Extrait du texte »
====

L’Occupation américaine de Pascal Quignard, un roman publié en 1995, évoque un épisode oublié de la guerre froide: le retrait de la France du commandement militaire intégré de l’OTAN1 et le renvoi des troupes américaines hors du sol français, véritable bras de fer qui dura de 1959 à 1966 et qui opposa Charles De Gaulle à Dwight Eisenhower puis à Lyndon Johnson. Mais L’Occupation américaine n’est pas seulement un roman tourné vers cet épisode historique aujourd’hui dépassé, lié au mythe gaulliste de l’indépendance nationale et au contexte des Trente Glorieuses. L’Occupation américaine est aussi et surtout un roman “mécontemporain,” c’est-à-dire un roman qui propose une réflexion critique sur la modernité, sur la politique de l’oubli et sur la dépression mémorielle, sur les enjeux de la temporalité, ainsi que sur les jeux de la narration historique.

====

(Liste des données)
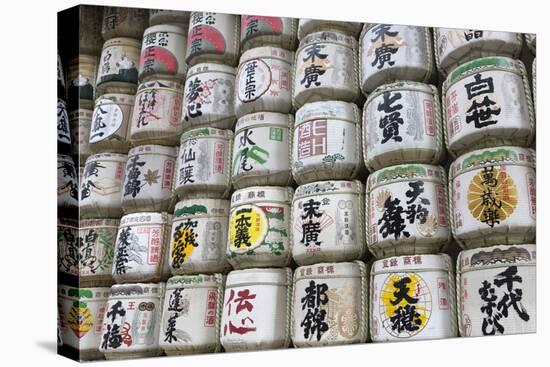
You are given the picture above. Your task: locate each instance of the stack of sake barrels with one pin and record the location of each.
(83, 275)
(242, 171)
(489, 124)
(328, 224)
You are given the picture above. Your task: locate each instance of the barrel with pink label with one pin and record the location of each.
(263, 81)
(493, 197)
(402, 124)
(257, 31)
(140, 247)
(213, 37)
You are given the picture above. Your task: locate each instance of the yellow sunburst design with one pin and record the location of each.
(492, 196)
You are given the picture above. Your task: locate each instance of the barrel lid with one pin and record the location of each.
(328, 36)
(496, 256)
(262, 119)
(210, 67)
(67, 222)
(122, 41)
(201, 207)
(195, 281)
(328, 110)
(404, 172)
(206, 132)
(404, 86)
(256, 194)
(83, 294)
(398, 264)
(161, 83)
(502, 156)
(329, 187)
(144, 218)
(98, 223)
(115, 157)
(170, 28)
(153, 149)
(354, 269)
(137, 290)
(64, 157)
(483, 64)
(267, 52)
(119, 98)
(278, 276)
(80, 113)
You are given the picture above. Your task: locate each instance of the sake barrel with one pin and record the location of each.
(307, 26)
(80, 122)
(81, 79)
(111, 122)
(256, 310)
(157, 112)
(257, 31)
(101, 186)
(213, 37)
(407, 210)
(68, 247)
(330, 304)
(496, 290)
(117, 70)
(67, 183)
(208, 98)
(97, 246)
(328, 222)
(81, 312)
(327, 142)
(89, 29)
(262, 149)
(531, 41)
(191, 314)
(148, 178)
(199, 236)
(259, 227)
(204, 163)
(131, 325)
(123, 22)
(413, 298)
(402, 124)
(63, 128)
(326, 68)
(391, 52)
(493, 197)
(61, 92)
(457, 46)
(163, 52)
(263, 81)
(487, 103)
(140, 246)
(163, 16)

====

À faire »
A. Recopiez le passage de l'extrait sur L'Occupation américaine en commençant à « L’Occupation américaine de » et en terminant à « la narration historique. ».
B. D'après l'extrait sur L'Occupation américaine, de quelle année à quelle année dura le bras de fer entre la France et les États-Unis ?
C. Prolongez l'extrait sur le roman de Pascal Quignard à la suite de sa dernière phrase.
Les enregistrements proviennent d'une autre source.

Réponses attendues »
A.
L’Occupation américaine de Pascal Quignard, un roman publié en 1995, évoque un épisode oublié de la guerre froide: le retrait de la France du commandement militaire intégré de l’OTAN1 et le renvoi des troupes américaines hors du sol français, véritable bras de fer qui dura de 1959 à 1966 et qui opposa Charles De Gaulle à Dwight Eisenhower puis à Lyndon Johnson. Mais L’Occupation américaine n’est pas seulement un roman tourné vers cet épisode historique aujourd’hui dépassé, lié au mythe gaulliste de l’indépendance nationale et au contexte des Trente Glorieuses. L’Occupation américaine est aussi et surtout un roman “mécontemporain,” c’est-à-dire un roman qui propose une réflexion critique sur la modernité, sur la politique de l’oubli et sur la dépression mémorielle, sur les enjeux de la temporalité, ainsi que sur les jeux de la narration historique.

B. De 1959 à 1966.

C.
D’une part L’Occupation américaine met en scène l’effondrement de la ‘France à Papa’ dans les années 50, c’est-à-dire l’écroulement d’un ordre idéologique bourgeois (et vichyssois) sous les coups de boutoir d’une modernité qui a alors pour nom: l’Amérique. Mais d’autre part—et n’oublions pas que ce roman est écrit dans les années qui suivent la chute du mur de Berlin et la fin de la guerre froide, alors même que s’instaure un nouvel ordre mondial—L’Occupation américaine met en scène “l’accélération de l’histoire,” c’est-à-dire, comme le souligne Pierre Nora,2 non seulement la disparition des institutions qui assuraient autrefois le passage régulier du passé vers l’avenir mais aussi le basculement de plus en plus rapide du présent dans un passé définitivement mort, suite au développement rapide des sciences et des technologies. Ainsi le roman exhibe la ‘cassure’ ou la ‘brèche’ entre le passé et l’avenir, ce moment de vérité où, comme le note Hannah Arendt, les vivants prennent conscience qu’ils sont [End Page 115] entrés dans un intervalle de temps “entièrement déterminé par des choses qui ne sont plus et par des choses qui ne sont pas encore.”3

Les jeux et les enjeux de la temporalité: l’Autrefois

L’Occupation américaine s’ouvre sur un temps vertigineux:

Quand cesse la guerre? L’Orléanais fut occupé par les Celtes, par les Germains, par les Romains et leurs douze dieux durant cinq siècles, par les Vandales, par les Alains, par les Francs, par les Normands, par les Anglais, par les Allemands, par les Américains. Dans le regard de la femme, dans les poings que tendent les frères, dans la voix du père qui gronde, quelque chose d’ennemi se tient toujours.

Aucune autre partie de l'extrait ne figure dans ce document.